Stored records
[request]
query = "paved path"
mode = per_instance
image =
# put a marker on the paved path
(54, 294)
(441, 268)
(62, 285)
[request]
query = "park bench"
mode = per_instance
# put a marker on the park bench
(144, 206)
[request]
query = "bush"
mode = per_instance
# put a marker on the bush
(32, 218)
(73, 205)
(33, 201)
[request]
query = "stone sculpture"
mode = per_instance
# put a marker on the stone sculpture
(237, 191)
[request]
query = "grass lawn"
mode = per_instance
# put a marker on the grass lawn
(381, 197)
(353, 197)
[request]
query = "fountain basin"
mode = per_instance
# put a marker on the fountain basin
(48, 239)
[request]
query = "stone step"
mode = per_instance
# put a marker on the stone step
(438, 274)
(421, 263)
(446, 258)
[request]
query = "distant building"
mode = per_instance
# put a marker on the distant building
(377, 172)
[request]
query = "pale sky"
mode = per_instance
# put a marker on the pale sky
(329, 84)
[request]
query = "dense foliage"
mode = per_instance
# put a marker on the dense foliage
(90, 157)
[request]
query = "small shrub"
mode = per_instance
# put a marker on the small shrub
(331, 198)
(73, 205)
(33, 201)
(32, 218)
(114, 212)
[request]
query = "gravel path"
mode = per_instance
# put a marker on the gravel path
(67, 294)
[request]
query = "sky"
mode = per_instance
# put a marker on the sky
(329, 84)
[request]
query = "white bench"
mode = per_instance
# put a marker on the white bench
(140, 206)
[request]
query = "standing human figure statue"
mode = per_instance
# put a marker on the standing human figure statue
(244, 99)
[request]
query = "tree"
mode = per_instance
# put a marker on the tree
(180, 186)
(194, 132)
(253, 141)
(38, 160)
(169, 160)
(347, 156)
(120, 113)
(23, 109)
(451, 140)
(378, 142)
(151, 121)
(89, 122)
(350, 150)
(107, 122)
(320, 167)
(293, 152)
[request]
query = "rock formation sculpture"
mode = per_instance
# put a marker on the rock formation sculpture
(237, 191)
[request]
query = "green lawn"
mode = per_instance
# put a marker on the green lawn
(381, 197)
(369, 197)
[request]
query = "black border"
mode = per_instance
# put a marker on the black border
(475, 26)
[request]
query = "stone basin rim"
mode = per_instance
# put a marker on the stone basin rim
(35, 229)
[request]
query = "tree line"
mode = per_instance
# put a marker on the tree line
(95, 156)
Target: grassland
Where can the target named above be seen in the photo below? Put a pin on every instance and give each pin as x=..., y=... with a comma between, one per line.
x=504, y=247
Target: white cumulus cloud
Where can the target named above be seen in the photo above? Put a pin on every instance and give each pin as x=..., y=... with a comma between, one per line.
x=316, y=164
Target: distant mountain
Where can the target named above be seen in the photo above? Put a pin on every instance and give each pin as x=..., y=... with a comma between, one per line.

- _Written task_: Copy every record exactly as presented.

- _Expected answer_:
[request]
query = "paved path"
mode = per_instance
image =
# put a marker on the paved path
(54, 294)
(441, 268)
(62, 285)
[request]
query = "park bench"
mode = per_instance
# put a marker on the park bench
(144, 206)
[request]
query = "bush"
mode = per_instance
# put a marker on the bush
(32, 218)
(73, 205)
(33, 201)
[request]
query = "stone sculpture"
mode = per_instance
# put a marker on the stone sculpture
(237, 191)
[request]
query = "grass lawn"
mode = per_instance
# put a marker on the grass lawn
(381, 197)
(353, 197)
[request]
query = "fountain basin"
mode = per_instance
# put a marker on the fountain basin
(48, 239)
[request]
query = "stone step"
mode = per_instance
# put a marker on the stone step
(438, 274)
(421, 263)
(446, 258)
[request]
query = "distant building"
mode = per_instance
# put a marker on the distant building
(377, 172)
[request]
query = "pale sky"
mode = per_instance
# put a marker on the pale sky
(329, 84)
[request]
query = "dense foliage"
mode = per_instance
# put a marker on the dense foliage
(90, 157)
[request]
query = "small shrub"
mode = per_instance
# put a marker on the small shrub
(331, 198)
(73, 205)
(33, 201)
(32, 218)
(114, 212)
[request]
query = "gravel path"
mode = per_instance
# put a marker on the gravel path
(67, 294)
[request]
query = "sky"
mode = per_instance
# put a marker on the sky
(329, 84)
[request]
query = "white bench"
mode = per_instance
# put a marker on the white bench
(140, 206)
[request]
query = "standing human figure statue"
mode = per_instance
# put a marker on the standing human figure statue
(244, 99)
[request]
query = "tree"
mode = per_instance
# put a marker on the tree
(180, 186)
(194, 132)
(253, 141)
(38, 160)
(169, 160)
(347, 156)
(120, 113)
(23, 109)
(451, 140)
(378, 142)
(151, 121)
(89, 122)
(350, 150)
(107, 122)
(320, 167)
(293, 152)
[request]
query = "rock formation sculpture"
mode = per_instance
# put a marker on the rock formation sculpture
(237, 191)
[request]
query = "green lawn"
mode = per_instance
# put a marker on the green lawn
(381, 197)
(369, 197)
[request]
query = "black border"
mode = per_instance
# put a marker on the black border
(475, 26)
[request]
query = "stone basin rim"
mode = per_instance
# put a marker on the stone basin rim
(35, 229)
[request]
query = "tree line"
mode = per_instance
# put a marker on the tree line
(95, 156)
Target: grassland
Where can the target named above be seen in the photo below? Put a pin on every instance and give each pin as x=..., y=... with a comma between, one per line.
x=504, y=247
Target: white cumulus cloud
Where can the target named above be seen in the photo above? Put a pin on every instance and give each pin as x=..., y=... with a comma between, one per line.
x=316, y=164
Target: distant mountain
Where can the target named above be seen in the photo above? Put a pin on every instance and give each pin as x=..., y=... with a comma between, one per line.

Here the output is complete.